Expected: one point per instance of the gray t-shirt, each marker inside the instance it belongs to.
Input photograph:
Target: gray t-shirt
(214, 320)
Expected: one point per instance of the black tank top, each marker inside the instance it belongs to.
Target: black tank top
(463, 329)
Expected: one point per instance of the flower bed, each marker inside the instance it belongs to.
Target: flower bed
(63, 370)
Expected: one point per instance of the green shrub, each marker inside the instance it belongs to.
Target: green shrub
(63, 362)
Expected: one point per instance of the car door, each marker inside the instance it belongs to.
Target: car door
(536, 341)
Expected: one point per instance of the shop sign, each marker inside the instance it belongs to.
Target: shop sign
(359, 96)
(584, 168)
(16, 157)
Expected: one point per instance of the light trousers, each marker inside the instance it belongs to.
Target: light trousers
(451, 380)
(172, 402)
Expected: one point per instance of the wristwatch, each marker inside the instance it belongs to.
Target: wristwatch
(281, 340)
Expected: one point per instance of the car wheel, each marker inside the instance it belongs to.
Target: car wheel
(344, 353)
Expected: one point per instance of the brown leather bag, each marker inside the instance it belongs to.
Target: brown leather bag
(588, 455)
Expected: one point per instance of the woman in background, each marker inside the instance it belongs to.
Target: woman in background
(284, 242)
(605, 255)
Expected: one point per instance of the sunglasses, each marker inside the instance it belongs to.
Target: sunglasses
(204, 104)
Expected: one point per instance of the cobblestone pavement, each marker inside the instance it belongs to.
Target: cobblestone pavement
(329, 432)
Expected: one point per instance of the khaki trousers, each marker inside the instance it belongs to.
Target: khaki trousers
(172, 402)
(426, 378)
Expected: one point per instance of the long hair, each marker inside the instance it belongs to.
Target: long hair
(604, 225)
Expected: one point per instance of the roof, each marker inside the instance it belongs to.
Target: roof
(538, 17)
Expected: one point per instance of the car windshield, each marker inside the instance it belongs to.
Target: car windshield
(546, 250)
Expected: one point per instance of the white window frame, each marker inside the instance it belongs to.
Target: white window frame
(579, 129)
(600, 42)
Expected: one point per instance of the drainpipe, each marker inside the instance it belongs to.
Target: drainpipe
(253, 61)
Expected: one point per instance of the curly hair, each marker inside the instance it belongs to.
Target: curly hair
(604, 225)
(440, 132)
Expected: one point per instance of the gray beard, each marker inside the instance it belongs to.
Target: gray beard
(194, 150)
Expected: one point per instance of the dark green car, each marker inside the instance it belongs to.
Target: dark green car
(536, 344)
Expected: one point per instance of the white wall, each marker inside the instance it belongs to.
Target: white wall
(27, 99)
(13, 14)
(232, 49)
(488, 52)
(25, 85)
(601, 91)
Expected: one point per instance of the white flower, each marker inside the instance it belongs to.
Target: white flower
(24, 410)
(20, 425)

- - -

▶ **Problem statement**
Here, the lines to copy run from the one containing "Target: drainpipe" to the final line of the listing; copy them exactly and nothing else.

▶ **Finished task**
Target: drainpipe
(253, 61)
Expected: one point per instance of the curly hair, each marker inside the instance it belongs to.
Target: curly hair
(604, 225)
(440, 132)
Expected: one point per instance of the gray beard, each marker inside the instance it belongs to.
Target: gray beard
(194, 150)
Expected: one point per instance of the dark green car, each marker inside the instance it belongs to.
Target: dark green car
(536, 344)
Expected: one point per instance of the white wall, each marker inside the instance it belongs to.
Target: white wall
(27, 99)
(13, 14)
(232, 49)
(488, 52)
(25, 85)
(601, 91)
Expected: one point per instance of the white flower, each marker inside the instance it belongs to.
Target: white flower
(24, 410)
(20, 425)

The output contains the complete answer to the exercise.